**TEXT PROVIDED:**
------------------------------
Pro Choice Advocates

Anonymous
who cares, with the taxes coming next year no one will be able to afford an abortion
Anonymous
Anonymous wrote:Black and white views are not the hallmark of "much thoughtful, considered philosophical thinking."

In another abortion thread right before the election, I laid out out a number of scenarios and asked anti-choicers what would happen should Roe v. Wade no longer be the law of the land. One example was if a woman had a miscarriage at home, where would she need to go to prove that it wasn't self-inflicted? You know what I got in response? Crickets.


That's all you'll get, PP. I was writing my response to the poster who called me so many names when you posted yours. They can't bear to explain it, because like the goofy thinkers behind secession petitions, they haven't thought it through, nor can they. It'd be far nastier than they can contemplate, and that doesn't square with how they've always been taught the world is.
Anonymous
I'm not being snarky, please re-read my post. To some, this particular issue actually is black and white. It is a moral absolute. That is my entire point. There are scores of political issues that do not lend itself to black and white, many shades of gray or nuanced positions are more appropriate.

The point of my post was not to re-hash the very worn out pro-life, pro-choice discussion. My point was to point out that calling people immature because you disagree with them is pretty stupid.
------------------------------
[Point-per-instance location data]
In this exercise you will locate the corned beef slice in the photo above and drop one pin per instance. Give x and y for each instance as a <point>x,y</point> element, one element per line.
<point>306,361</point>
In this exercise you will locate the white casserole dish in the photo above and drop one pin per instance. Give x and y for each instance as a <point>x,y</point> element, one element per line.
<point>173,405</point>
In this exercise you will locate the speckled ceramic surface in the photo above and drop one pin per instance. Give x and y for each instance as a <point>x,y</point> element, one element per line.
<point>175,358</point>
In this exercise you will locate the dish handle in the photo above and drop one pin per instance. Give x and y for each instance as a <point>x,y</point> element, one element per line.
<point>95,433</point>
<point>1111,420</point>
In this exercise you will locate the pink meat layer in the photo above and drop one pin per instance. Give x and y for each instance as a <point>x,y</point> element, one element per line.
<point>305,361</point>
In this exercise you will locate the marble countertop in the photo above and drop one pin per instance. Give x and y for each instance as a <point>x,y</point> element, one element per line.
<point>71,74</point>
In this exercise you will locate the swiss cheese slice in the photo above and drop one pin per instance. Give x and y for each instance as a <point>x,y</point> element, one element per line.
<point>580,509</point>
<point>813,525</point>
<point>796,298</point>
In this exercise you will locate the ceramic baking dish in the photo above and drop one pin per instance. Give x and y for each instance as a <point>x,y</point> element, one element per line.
------------------------------
**WHAT YOU ARE ASKED TO DO:** Give the abortion thread again starting at "That's all you'll" and ending at "is pretty stupid.", switching "moral absolute" to "moral certainty". These records come from a separate source.

**RESPONSE BOX:**
That's all you'll get, PP. I was writing my response to the poster who called me so many names when you posted yours. They can't bear to explain it, because like the goofy thinkers behind secession petitions, they haven't thought it through, nor can they. It'd be far nastier than they can contemplate, and that doesn't square with how they've always been taught the world is.
Anonymous
I'm not being snarky, please re-read my post. To some, this particular issue actually is black and white. It is a moral certainty. That is my entire point. There are scores of political issues that do not lend itself to black and white, many shades of gray or nuanced positions are more appropriate.

The point of my post was not to re-hash the very worn out pro-life, pro-choice discussion. My point was to point out that calling people immature because you disagree with them is pretty stupid.